Copy out each line in the entries below that contains the string "instances". The letter case must match.

Recorded information:
----

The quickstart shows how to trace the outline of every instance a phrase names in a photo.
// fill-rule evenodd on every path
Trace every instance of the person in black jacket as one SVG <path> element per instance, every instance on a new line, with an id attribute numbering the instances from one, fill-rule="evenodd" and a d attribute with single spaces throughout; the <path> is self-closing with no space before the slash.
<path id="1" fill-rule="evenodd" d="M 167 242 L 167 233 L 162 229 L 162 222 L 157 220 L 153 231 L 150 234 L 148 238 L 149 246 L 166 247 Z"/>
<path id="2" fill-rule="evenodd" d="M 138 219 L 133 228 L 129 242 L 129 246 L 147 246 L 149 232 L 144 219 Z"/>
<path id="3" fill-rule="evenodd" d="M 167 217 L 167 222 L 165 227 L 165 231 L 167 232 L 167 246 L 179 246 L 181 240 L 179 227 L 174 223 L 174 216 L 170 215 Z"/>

----

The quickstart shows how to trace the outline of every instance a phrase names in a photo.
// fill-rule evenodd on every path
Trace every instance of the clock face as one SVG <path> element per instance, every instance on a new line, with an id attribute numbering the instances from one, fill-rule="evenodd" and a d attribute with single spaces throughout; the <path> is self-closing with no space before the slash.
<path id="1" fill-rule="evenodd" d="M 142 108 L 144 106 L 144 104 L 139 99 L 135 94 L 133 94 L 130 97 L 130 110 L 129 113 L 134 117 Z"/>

----

Response:
Trace every instance of the person in black jacket as one SVG <path> element per instance, every instance on a new line, with an id attribute numbering the instances from one, fill-rule="evenodd" and a d attribute with single spaces throughout; the <path> is self-closing with no space before the slash.
Trace every instance of the clock face as one SVG <path> element per instance, every instance on a new line, with an id attribute numbering the instances from one, fill-rule="evenodd" and a d attribute with single spaces throughout; the <path> is self-closing with no space before the slash.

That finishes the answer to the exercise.